§ Trecho apresentado:
::::

MPF aciona Incra e União para que concluam demarcação de território do quilombo Tabuleiro da Vitória (BA)

Processo teve início em 2013 mas o instituto não concluiu nem sequer a primeira etapa

Ministério Público Federal na Bahia

O Ministério Público Federal (MPF) ajuizou ação civil pública para que o Instituto Nacional de Colonização e Reforma Agrária (Incra) e a União concluam os processos administrativos de titulação e a demarcação do território de identidade quilombola do Tabuleiro da Vitória – localizado no município de Cachoeira, a 117km de Salvador. A ação foi recebida pela Justiça Federal no último 18 de dezembro, dois dias antes do recesso forense de 2019.

Segundo a ação, de autoria do procurador da República Edson Abdon Peixoto Filho, o território foi certificado pela Fundação Cultural Palmares como comunidade remanescente de quilombo em outubro de 2013. Porém, desde então o processo administrativo (nº 54160.0002850/2013-61) tramita junto ao Incra sem que sequer possua o Relatório Antropológico, que é o primeiro dos muitos estudos a compor o Relatório Técnico de Identificação e Delimitação (RTID).

::::

§ Registros de dados:
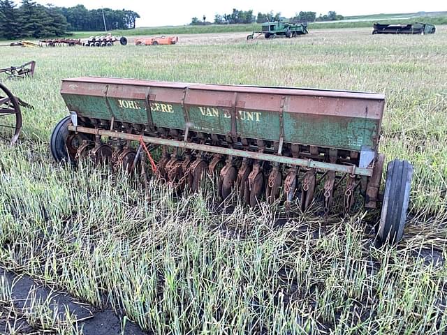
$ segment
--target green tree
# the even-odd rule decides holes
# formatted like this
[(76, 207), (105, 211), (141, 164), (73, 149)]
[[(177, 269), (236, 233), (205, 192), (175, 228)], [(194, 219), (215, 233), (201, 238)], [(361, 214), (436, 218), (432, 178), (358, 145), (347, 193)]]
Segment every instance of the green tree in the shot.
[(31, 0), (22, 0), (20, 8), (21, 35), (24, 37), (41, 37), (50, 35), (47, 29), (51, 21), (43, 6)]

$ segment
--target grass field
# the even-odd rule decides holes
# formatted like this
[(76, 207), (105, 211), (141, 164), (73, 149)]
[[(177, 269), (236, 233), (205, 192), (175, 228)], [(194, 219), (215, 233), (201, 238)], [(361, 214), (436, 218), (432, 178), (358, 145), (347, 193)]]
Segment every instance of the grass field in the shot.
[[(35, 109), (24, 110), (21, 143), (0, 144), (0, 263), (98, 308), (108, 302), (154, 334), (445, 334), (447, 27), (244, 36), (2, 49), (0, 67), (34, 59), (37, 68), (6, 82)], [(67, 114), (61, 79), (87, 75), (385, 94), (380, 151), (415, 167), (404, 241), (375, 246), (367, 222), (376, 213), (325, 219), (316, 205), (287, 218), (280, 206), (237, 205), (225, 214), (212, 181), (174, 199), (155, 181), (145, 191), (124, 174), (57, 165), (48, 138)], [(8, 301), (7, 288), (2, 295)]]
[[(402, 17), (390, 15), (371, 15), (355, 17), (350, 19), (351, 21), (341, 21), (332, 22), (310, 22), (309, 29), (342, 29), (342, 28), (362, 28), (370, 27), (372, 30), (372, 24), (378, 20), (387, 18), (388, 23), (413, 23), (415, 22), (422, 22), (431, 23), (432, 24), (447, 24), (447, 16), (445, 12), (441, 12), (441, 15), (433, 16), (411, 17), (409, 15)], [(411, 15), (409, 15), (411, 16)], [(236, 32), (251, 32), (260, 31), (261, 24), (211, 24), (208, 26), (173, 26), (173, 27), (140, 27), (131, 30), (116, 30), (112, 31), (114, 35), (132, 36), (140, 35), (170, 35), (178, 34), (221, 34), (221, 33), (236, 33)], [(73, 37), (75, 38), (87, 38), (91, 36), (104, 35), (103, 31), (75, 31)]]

::::

§ Requisito:
Responda às perguntas a seguir usando a notícia sobre o quilombo Tabuleiro da Vitória.
1. Em que município está localizado o território quilombola do Tabuleiro da Vitória?
2. Que entidade certificou o território como comunidade remanescente de quilombo, e em que mês e ano?
3. Qual é o primeiro estudo que compõe o Relatório Técnico de Identificação e Delimitação?

§ Resposta esperada:
1. No município de Cachoeira, a 117 km de Salvador.
2. A Fundação Cultural Palmares, em outubro de 2013.
3. O Relatório Antropológico.